■ TASKS FOR THIS EXERCISE
• 1. According to the Achlya bisexualis article, in what year was it discovered that the species contains a number of hermaphrodite females?
• 2. Retype the portion of the Achlya bisexualis article that starts with "Species of single-celled" and continues through "and sexual reproduction.".

■ PROVIDED PASSAGE
=====

Achlya bisexualis

Scientific classification
- Domain: Eukaryota
- Clade: Sar
- Clade: Stramenopiles
- Division: Oomycota
- Class: Saprolegniomycetes
- Order: Saprolegniales
- Family: Saprolegniaceae
- Genus: Achlya
- Species: A. bisexualis
- Binomial name: Achlya bisexualis Coker & Couch (1927)

= Achlya bisexualis =

- Genus: Achlya
- Species: bisexualis
- Authority: Coker & Couch (1927)

Species of single-celled organism

Achlya bisexualis is a species of water mold. It is described as being close to Achlya flagellata, differing by it striking heterothallism and less elongated gemmae.

In 1936, it was discovered that the species contains a number of hermaphrodite females, which behave as true females in the presence of strong males.

Some of the protein of Achlya bisexualis have been sequenced, such as Actin, Cytochrome c oxidase subunit 1 & 2, Pyruvate kinase etc.

== Geography distribution ==
Achlya bisexualis can be found in fresh water of many place, such as Europe, North America, Korea, South Africa, India etc.

== Reproduction ==
Achlya bisexualis as other Achlya has asexual reproduction and sexual reproduction.

One kind of asexual reproduction is vegetative reproduction. Vegetative reproduction can be process when it is fragmented. Or when the environment condition is unfavor to Achlya bisexualis it will create gammae and be cut off by hyphae.

=====

Items drawn from a data source:
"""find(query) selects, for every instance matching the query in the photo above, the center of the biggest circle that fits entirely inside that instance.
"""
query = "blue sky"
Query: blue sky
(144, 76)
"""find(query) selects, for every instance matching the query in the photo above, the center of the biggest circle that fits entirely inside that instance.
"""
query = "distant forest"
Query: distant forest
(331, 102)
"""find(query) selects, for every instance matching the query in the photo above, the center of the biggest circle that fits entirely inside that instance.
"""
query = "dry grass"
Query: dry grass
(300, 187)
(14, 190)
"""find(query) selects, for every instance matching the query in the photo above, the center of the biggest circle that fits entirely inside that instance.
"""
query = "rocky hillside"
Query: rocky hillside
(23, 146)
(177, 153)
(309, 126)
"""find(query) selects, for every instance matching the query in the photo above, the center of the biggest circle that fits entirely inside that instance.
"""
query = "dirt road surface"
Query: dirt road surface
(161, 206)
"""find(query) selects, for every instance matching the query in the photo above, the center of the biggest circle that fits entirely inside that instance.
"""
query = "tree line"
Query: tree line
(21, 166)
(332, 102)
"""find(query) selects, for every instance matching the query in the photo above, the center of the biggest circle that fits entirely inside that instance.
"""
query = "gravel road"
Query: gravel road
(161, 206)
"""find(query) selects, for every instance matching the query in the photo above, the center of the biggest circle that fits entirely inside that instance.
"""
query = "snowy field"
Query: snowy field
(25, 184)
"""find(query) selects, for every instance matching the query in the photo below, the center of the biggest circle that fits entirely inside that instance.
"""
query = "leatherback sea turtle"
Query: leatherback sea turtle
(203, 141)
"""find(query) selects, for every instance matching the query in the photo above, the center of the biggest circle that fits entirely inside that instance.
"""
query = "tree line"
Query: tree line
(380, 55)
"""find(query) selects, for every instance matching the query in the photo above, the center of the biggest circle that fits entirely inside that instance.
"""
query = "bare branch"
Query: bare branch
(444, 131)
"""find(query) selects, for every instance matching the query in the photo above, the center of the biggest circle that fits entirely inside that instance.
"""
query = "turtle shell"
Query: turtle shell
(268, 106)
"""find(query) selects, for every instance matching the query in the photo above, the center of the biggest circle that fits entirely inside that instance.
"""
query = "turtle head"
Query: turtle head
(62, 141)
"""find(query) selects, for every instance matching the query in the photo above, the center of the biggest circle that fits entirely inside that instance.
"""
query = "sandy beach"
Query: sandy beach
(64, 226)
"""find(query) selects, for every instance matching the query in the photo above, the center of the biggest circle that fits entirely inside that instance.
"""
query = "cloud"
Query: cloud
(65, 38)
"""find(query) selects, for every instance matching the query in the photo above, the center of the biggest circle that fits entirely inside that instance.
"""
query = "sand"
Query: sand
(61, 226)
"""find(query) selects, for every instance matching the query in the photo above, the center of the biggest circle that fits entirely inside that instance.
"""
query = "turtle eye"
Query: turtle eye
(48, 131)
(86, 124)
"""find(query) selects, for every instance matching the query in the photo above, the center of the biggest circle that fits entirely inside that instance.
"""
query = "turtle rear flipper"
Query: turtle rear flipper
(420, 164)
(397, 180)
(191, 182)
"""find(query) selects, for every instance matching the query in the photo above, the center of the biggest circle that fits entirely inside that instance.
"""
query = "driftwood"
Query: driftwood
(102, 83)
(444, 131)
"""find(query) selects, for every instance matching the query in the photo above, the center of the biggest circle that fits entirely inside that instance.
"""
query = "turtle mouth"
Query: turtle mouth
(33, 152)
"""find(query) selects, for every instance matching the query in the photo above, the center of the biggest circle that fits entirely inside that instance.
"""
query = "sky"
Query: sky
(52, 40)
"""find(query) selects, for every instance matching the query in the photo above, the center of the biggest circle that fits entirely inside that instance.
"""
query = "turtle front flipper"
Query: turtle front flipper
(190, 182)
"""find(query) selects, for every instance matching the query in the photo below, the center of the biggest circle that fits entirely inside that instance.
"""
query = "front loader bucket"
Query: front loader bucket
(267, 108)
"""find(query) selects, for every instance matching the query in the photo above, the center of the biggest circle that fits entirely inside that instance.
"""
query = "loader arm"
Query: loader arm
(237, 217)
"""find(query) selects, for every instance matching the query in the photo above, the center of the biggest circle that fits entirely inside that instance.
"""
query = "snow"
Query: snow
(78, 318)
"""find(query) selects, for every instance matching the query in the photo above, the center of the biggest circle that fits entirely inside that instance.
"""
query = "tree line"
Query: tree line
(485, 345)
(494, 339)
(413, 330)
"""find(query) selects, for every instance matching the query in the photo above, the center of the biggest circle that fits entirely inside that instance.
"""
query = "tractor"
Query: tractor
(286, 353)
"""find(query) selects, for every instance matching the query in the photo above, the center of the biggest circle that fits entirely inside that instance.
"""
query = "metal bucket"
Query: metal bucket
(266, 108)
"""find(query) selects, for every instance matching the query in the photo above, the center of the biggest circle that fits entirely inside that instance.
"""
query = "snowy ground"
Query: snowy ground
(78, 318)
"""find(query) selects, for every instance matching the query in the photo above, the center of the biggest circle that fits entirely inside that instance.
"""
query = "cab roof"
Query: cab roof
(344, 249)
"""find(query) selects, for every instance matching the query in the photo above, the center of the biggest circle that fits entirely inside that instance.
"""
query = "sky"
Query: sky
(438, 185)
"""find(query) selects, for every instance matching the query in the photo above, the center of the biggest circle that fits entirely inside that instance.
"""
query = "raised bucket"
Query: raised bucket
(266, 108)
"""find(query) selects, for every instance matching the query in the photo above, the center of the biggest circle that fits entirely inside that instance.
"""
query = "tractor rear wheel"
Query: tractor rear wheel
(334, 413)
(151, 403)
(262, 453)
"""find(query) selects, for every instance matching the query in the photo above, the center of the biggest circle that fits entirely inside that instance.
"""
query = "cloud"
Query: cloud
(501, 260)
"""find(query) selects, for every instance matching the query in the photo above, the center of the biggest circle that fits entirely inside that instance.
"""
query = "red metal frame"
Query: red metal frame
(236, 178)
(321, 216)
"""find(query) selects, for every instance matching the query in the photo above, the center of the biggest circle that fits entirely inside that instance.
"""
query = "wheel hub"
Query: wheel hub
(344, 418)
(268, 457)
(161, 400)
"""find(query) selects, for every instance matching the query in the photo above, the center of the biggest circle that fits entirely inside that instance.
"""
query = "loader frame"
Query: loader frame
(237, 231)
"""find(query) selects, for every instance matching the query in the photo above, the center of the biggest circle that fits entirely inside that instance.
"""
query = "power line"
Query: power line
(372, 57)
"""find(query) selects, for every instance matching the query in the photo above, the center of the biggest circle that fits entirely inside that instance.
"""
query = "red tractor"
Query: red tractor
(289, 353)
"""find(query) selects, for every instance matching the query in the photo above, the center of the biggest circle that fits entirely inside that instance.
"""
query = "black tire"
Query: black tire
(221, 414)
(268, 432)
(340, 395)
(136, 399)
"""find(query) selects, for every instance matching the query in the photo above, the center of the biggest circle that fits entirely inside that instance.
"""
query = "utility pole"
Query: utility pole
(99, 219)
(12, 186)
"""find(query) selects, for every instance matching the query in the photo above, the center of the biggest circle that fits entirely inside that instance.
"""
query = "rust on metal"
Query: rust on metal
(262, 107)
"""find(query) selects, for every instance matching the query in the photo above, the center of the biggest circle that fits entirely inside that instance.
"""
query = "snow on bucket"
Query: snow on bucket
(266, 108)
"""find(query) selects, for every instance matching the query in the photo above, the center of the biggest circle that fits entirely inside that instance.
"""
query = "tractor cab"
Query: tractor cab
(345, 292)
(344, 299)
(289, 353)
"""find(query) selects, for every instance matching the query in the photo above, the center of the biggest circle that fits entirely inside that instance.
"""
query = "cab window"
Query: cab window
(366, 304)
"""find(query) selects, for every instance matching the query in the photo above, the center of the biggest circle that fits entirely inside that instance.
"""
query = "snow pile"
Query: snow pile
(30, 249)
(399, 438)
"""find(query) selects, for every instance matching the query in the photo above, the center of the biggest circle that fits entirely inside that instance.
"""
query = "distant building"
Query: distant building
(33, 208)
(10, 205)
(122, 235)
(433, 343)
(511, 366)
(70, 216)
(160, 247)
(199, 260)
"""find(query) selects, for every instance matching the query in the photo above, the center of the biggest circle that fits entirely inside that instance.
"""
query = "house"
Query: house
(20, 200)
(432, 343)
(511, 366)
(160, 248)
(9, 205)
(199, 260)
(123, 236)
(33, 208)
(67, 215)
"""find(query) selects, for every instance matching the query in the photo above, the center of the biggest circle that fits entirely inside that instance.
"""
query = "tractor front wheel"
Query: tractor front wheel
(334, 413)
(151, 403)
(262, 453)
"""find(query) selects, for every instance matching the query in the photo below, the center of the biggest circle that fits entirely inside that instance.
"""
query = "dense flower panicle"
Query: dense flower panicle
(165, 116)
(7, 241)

=====

■ COMPLETED EXERCISE
• 1. 1936

• 2.
Species of single-celled organism

Achlya bisexualis is a species of water mold. It is described as being close to Achlya flagellata, differing by it striking heterothallism and less elongated gemmae.

In 1936, it was discovered that the species contains a number of hermaphrodite females, which behave as true females in the presence of strong males.

Some of the protein of Achlya bisexualis have been sequenced, such as Actin, Cytochrome c oxidase subunit 1 & 2, Pyruvate kinase etc.

== Geography distribution ==
Achlya bisexualis can be found in fresh water of many place, such as Europe, North America, Korea, South Africa, India etc.

== Reproduction ==
Achlya bisexualis as other Achlya has asexual reproduction and sexual reproduction.